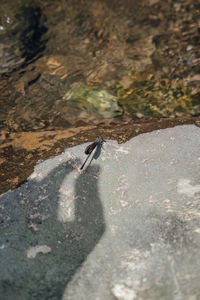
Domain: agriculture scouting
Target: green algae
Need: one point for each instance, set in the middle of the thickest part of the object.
(148, 96)
(94, 100)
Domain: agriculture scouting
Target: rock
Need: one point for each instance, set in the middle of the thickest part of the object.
(127, 226)
(94, 100)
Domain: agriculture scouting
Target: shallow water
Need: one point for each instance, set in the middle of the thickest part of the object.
(143, 53)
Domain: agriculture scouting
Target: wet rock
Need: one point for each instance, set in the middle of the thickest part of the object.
(96, 101)
(22, 35)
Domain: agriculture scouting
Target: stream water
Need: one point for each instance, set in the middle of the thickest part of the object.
(72, 63)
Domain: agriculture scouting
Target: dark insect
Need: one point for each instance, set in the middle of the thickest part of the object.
(89, 149)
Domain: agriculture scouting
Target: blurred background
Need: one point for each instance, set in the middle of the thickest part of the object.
(68, 63)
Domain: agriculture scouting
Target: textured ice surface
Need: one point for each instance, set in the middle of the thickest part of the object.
(126, 227)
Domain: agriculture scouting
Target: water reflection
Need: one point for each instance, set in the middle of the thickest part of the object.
(50, 48)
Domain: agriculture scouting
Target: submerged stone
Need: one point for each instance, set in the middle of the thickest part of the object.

## [Directive]
Express the listing above as a JSON array of strings with one string per line, omitting blank lines and the picture lines.

## [Output below]
[
  "Domain: agriculture scouting",
  "Target: green algae",
  "Need: one point for each instance, set in the middle of the thickest part of the object.",
  "(148, 96)",
  "(94, 100)",
  "Domain: agriculture scouting",
  "Target: rock",
  "Need: one point for each instance, set in the middle of the thickest part of the object.",
  "(127, 226)",
  "(94, 100)",
  "Domain: agriculture scouting",
  "Target: shallow water",
  "Need: one point for each instance, set in the middle of the thickest part of the object.",
  "(143, 53)",
  "Domain: agriculture scouting",
  "Target: wet rock",
  "Need: one point for each instance, set in the middle of the thickest part of the object.",
  "(96, 101)",
  "(22, 35)",
  "Domain: agriculture scouting",
  "Target: stream water",
  "Need: one point for each instance, set in the middle of the thickest part of the object.",
  "(72, 63)",
  "Domain: agriculture scouting",
  "Target: dark insect",
  "Need: one point for each instance, set in the middle of the thickest part of the object.",
  "(89, 149)",
  "Domain: agriculture scouting",
  "Target: blurred background",
  "Need: one point for each instance, set in the middle of the thickest part of the object.",
  "(68, 63)",
  "Domain: agriculture scouting",
  "Target: textured ice surface",
  "Need: one point for each instance, set in the middle of the thickest part of the object.",
  "(126, 227)",
  "Domain: agriculture scouting",
  "Target: water reflection",
  "Need: one point for each instance, set in the middle of the thickest part of the object.",
  "(50, 48)",
  "Domain: agriculture scouting",
  "Target: submerged stone",
  "Need: one point for each instance, set in the middle of the thickest part of the object."
]